■ **PAGINA**:
# # #

La polemica Bocca-Pansa. La memoria contesa

27 Ottobre 2006
Hanno lavorato insieme per anni alla ‟Repubblica” e all'‟Espresso”, giornale quest'ultimo per il quale scrivono tuttora, eppure non sono mai stati così distanti come adesso, dopo l'uscita dei loro ultimi libri. Giampaolo Pansa, con La grande bugia, prosegue il fortunatissimo filone iniziato con Il sangue dei vinti, riportando nuove testimonianze sulle violenze avvenute dopo la Liberazione, ma soprattutto togliendosi molti sassolini dalle scarpe nei confronti di quanti in questi anni lo hanno attaccato. Giorgio Bocca, con Le mie montagne, gli anni della neve e del fuoco, torna invece a raccontare, con inediti accenti lirici, la sua storia di partigiano.
Un libro dove all'orgoglio per il suo passato si unisce l'amarezza per il presente, per un'Italia che non ritrova più, tranne forse nelle campagne, in chi si ostina a produrre ‟parmigiano, vino, pane e burro,
prosciutto e frutta” e che rivede negli occhi del nipotino Pietro che vive nelle Langhe, lo chiama "nonu" e a 10 anni guida già il trattore.
‟Il mio non è un libro sulla Resistenza, ma su un periodo storico che si è concluso”, spiega Bocca. ‟La stagione risorgimentale è finita e ora viviamo in questa società globalizzata in cui l'unico valore è il denaro. Ho pensato che fosse necessario ricordare che c'è stato un periodo in Italia in cui la gente combatteva ancora per degli ideali”.
Secondo Pansa, però, c'è anche un'altra Italia che è stata zitta per cinquant’anni: quella che ha visto i propri cari uccisi dai partigiani dopo la Liberazione. Su questo punto i due grandi giornalisti si dividono.
‟A Bassano del Grappa, alla presentazione del mio ultimo libro, una signo
ra mi ha parlato di un militare fucilato dai par
tigiani di cui avevo scritto in Il sangue dei vinti. "Era mio zio", mi ha detto, "se vuole le porto tutte le carte...". Nel mio libro riporto anche storie raccontate da due autorevoli esponenti del Centrosinistra: il nonno di Dario Franceschini per anni è stato costretto a nascondersi solo perché era stato fascista. Molto peggio è andata al nonno di Renzo Lusetti: fu ucciso e fatto sparire. Ancora oggi, nonostante gli appelli di Lusetti, di lui non si sa nulla”.

# # #

■ **DATI FORNITI**:
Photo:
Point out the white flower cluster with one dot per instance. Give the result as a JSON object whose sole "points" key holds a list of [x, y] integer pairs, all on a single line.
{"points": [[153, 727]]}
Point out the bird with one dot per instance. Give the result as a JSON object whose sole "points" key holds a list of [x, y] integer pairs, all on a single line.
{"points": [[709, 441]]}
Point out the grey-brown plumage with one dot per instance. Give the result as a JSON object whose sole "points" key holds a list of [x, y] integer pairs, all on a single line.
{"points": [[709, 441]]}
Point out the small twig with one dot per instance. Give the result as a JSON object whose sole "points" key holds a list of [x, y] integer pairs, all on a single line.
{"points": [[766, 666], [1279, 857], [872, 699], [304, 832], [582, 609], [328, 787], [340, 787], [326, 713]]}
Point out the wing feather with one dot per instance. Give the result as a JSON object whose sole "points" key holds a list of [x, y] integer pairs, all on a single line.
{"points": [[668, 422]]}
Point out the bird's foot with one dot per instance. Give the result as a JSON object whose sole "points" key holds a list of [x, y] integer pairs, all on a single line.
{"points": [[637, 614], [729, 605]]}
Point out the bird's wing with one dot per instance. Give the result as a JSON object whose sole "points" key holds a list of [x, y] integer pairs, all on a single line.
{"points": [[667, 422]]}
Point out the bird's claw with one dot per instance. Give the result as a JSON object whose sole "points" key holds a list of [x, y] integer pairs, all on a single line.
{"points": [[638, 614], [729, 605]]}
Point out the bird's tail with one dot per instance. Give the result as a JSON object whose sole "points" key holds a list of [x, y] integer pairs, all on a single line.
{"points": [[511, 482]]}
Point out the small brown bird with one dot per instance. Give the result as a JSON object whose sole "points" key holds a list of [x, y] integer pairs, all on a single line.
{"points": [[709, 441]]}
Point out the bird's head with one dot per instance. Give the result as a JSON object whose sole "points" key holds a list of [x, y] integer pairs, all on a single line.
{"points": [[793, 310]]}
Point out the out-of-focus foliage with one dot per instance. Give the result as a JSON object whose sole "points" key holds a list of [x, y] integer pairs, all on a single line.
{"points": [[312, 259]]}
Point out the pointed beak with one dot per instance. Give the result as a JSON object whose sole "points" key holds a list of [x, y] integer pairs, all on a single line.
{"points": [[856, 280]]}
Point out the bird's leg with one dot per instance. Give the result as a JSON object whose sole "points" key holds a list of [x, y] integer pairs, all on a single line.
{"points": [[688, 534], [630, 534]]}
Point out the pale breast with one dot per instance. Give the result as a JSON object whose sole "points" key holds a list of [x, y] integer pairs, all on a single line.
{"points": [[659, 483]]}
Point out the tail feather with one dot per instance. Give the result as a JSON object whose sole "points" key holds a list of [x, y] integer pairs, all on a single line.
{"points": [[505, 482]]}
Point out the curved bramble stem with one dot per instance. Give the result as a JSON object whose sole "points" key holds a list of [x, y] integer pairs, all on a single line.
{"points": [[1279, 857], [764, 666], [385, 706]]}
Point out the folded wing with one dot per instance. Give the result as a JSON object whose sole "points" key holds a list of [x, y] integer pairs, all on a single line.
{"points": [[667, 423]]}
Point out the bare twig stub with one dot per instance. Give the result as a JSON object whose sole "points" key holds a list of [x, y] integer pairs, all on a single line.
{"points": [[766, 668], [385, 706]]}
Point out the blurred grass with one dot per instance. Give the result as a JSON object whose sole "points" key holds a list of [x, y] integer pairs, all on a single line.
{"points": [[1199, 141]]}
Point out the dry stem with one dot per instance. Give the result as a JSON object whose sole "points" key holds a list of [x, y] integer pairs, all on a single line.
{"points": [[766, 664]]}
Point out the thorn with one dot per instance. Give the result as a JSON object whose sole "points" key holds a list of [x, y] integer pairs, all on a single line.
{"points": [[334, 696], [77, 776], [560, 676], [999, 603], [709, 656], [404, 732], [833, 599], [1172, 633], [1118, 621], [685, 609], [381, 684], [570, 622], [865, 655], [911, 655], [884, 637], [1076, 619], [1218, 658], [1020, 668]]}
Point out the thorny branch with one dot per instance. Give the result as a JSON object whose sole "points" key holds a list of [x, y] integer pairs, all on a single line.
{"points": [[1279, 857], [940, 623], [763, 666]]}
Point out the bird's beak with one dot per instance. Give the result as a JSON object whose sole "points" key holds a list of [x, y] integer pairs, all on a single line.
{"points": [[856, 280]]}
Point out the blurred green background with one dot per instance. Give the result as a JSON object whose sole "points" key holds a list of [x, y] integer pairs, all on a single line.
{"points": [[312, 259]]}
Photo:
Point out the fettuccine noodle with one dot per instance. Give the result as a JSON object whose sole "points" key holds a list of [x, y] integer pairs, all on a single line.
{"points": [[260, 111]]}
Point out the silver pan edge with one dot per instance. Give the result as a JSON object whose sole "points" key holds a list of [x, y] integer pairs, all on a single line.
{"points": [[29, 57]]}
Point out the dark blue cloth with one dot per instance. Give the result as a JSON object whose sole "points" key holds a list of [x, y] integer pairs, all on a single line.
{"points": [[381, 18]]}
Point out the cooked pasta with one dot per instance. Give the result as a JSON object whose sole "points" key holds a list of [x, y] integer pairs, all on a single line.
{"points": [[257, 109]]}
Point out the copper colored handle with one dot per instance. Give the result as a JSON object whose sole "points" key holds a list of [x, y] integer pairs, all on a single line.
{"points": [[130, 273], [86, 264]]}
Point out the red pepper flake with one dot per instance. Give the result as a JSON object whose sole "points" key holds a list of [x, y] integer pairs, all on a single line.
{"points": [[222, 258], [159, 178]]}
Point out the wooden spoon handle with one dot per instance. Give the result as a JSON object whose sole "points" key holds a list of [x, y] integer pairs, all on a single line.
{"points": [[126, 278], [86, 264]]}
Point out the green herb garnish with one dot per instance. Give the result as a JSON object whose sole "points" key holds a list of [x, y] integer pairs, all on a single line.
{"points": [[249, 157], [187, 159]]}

# # #

■ **QUESITO A**: Trasforma in una lista numerata le righe dell'elenco dalla riga che contiene "Point out the wooden" fino alla fine dell'elenco, estremi inclusi, tralasciando le righe vuote.
■ **QUESITO B**: Prosegui l'articolo sulla polemica tra Bocca e Pansa a partire dall'ultima frase riportata.

■ **RISPOSTA A**:
1. Point out the wooden spoon handle with one dot per instance. Give the result as a JSON object whose sole "points" key holds a list of [x, y] integer pairs, all on a single line.
2. {"points": [[126, 278], [86, 264]]}
3. Point out the green herb garnish with one dot per instance. Give the result as a JSON object whose sole "points" key holds a list of [x, y] integer pairs, all on a single line.
4. {"points": [[249, 157], [187, 159]]}

■ **RISPOSTA B**:
‟I partigiani dell'Anpi”, aggiunge il giornalista, "non partecipano alle presentazioni, ma non me ne curo, perche li considero ormai quasi come una corrente di Rifondazione comunista. In compenso, ce ne sono altri che mi sono riconoscenti per quello che scrivo. I partigiani cattolici ne hanno subite di tutti i colori. È vero che erano pochi, ma quanti preti sono stati ammazzati non perche collaboravano con i fascisti, ma semplicemente in quanto preti”.
‟lo non credo che i testimoni citati da Pansa dicano il falso”, replica Bocca. ‟Ma bisogna accertare chi erano davvero i loro parenti: se erano stati dei brigatisti neri che impiccavano I partigiani, è chiaro che furono fucilati dopo la cattura. Questo fa parte della guerra. Bisogna però stare attenti a non attribuire ai partigiani degli omicidi che furono commessi da gente comune, che voleva vendicarsi dei soprusi subiti per anni dai fascisti”.
‟Ventimila morti non possono essere stati solo il risultato di vendette private”, ribatte Pansa. "Parliamo, ad esempio, dell'eccidio di Schio: nella notte del 6 luglio del 1945 un gruppo di partigiani fece irruzione nel carcere di Schio, fucilando 54 persone. Tra queste c'era anche una donna di 65 anni, uccisa solo perché pretendeva l'affitto da un giovanotto che probabilmente era diventato un partigiano dell'ultima ora”.

Il valore della Resistenza
Pansa risponde anche all'obiezione di quanti pensano che con i suoi libri si rischia, soprattutto fra le nuove generazioni, di stravolgere il significato storico della Resistenza, il fatto che i partigiani, per quanti errori abbiano commesso, stavano comunque dalla parte giusta. ‟Non è un mio compito educare i giovani, che hanno solo bisogno di verità. E poi, se basta un libro per mettere in crisi l'antifascismo, vuoI dire che l'antifascismo è una pianta debolissima, cosa che io non credo”.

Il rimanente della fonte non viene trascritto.